PROVIDED TEXT.
>>>

# Happy Anniversary!



## summergames84 (Mar 6, 2004)

Today is our 25th wedding anniversary. It is hard to believe 25 years have past, but we are still the young,







fun-lovng







couple we were 25 years ago. I hope everyone has found (or finds!) that one special person to spend a lifetime of happiness with!

Happy Anniversary, John!


----------



## tdvffjohn (Mar 10, 2005)

Way to go







Congradulations.

Happy Anniversary

John


----------



## Thor (Apr 7, 2004)

Congratulations - 25 years is a great milestone.









thor


----------



## Scrib (Jun 28, 2005)

Wow, 25 years - congratulations! We are spending our 10th this September in our Outback up in Pasco, WA.


----------



## PDX_Doug (Nov 16, 2004)

AAAHHHHHHHHHHH!!!!!!!!!!!!!!

What a great acomplishment!
My hat is off to you two!









Happy Anniversary,
Doug


----------



## Golden Mom (Apr 25, 2004)

HAPPY ANNIVERSARY! Enjoy Your Day! sunny


----------



## Oregon_Camper (Sep 13, 2004)

Congrats to the two of you!!!

You know...those that camp together, stay together.


----------



## HootBob (Apr 26, 2004)

Happy 25th Wedding Anniversary
John and Karen way two go
I hope you have another 25 years of happiness









Don


----------



## drobe5150 (Jan 21, 2005)

*karen & john*

*happy anniversary*

may you have another 25 wonderful years









darrel


----------



## summergames84 (Mar 6, 2004)

Thanks to all the well-wishers. We had a great day, even though we both had to work. We are now starting on our NEXT 25!


----------



## 2500Ram (Oct 30, 2005)

Congratulations on 25 years







May the next 25 and more be as great sunny

Bill.


----------



## ee4308 (Aug 23, 2005)

summergames84 said:


> Happy Anniversary, John!
> 
> 
> 
> ...


Happy Anniversary to you both. sunny Wishing you many more.


----------



## wolfwood (Sep 19, 2005)

OH HAPPY DAY!!!

<<<

PROBLEM SET.
a: In the anniversary thread, rewrite everything from "Wow, 25 years" down to "to you two!", putting "October" in place of "September".
b: For each statement, say whether the anniversary thread supports it, answering yes or no and quoting the words that decide it: (i) The couple did not have to work on their anniversary. (ii) Scrib plans to spend a 10th anniversary in Pasco, WA. (iii) HootBob's post names the couple as John and Karen.

MATERIAL.
>>>

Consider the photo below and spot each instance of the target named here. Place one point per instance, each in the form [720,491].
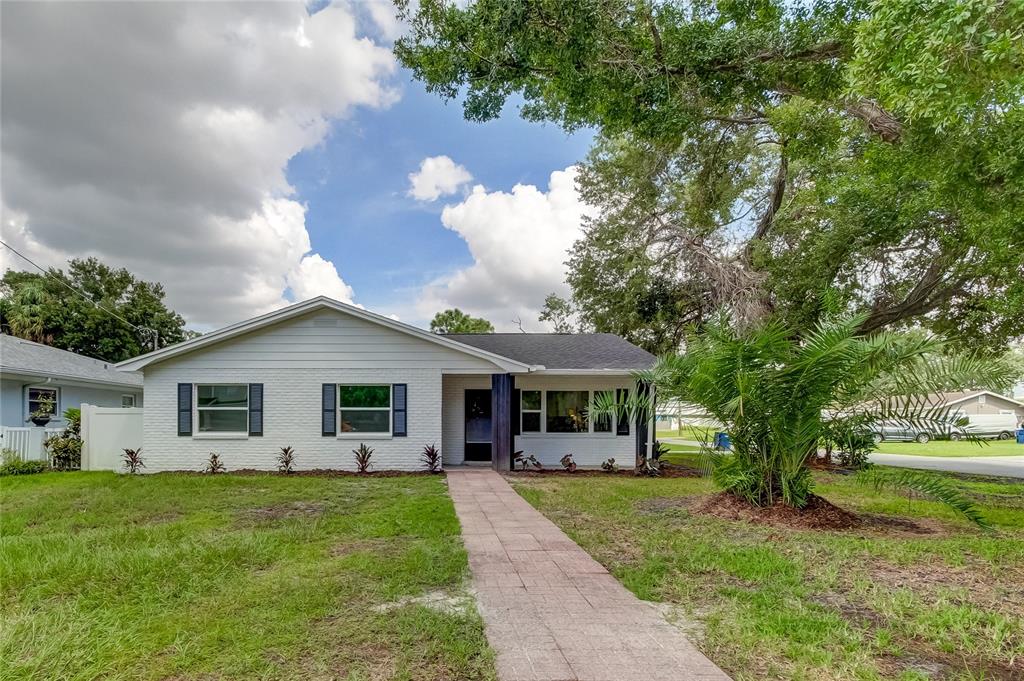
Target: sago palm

<<<

SOLVED PROBLEMS.
a:
Wow, 25 years - congratulations! We are spending our 10th this October in our Outback up in Pasco, WA.


----------



## PDX_Doug (Nov 16, 2004)

AAAHHHHHHHHHHH!!!!!!!!!!!!!!

What a great acomplishment!
My hat is off to you two!

b:
(i) No: "We had a great day, even though we both had to work."
(ii) Yes: "We are spending our 10th this September in our Outback up in Pasco, WA."
(iii) Yes: "John and Karen way two go"